PROBLEM DESCRIPTION -
Copy out every line of the records below word for word, omitting the pictures.

## Start INPUT FOR THIS TASK

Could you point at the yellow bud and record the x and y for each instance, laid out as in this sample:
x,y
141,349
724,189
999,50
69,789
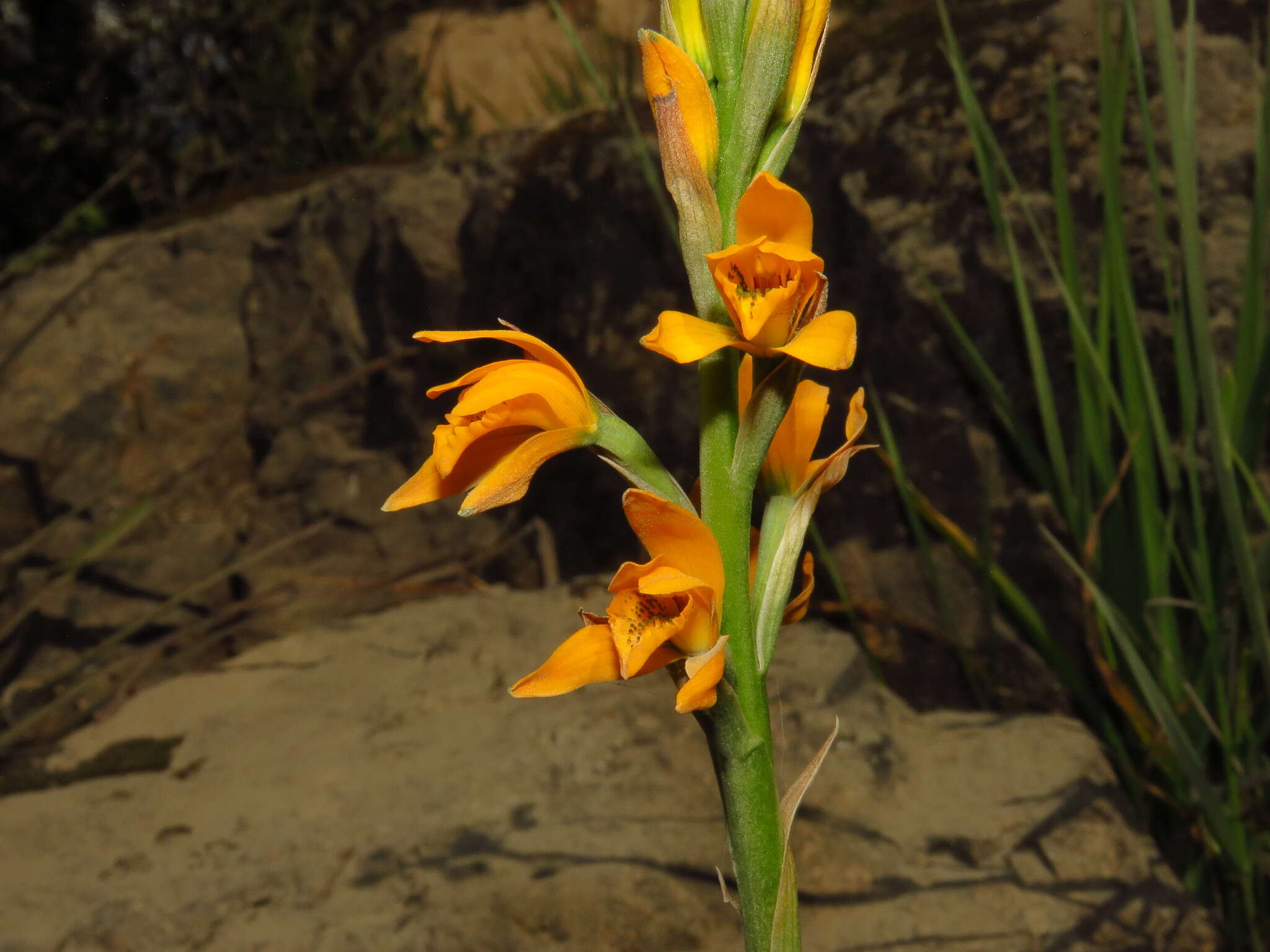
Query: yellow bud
x,y
681,98
807,48
682,22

## End INPUT FOR THIS TASK

REPLY TO THE EXERCISE -
Could you point at the yellow bud and record the x and y for each instance, laid out as in this sample:
x,y
141,349
724,189
999,50
69,789
Query: yellow bud
x,y
681,98
807,48
682,22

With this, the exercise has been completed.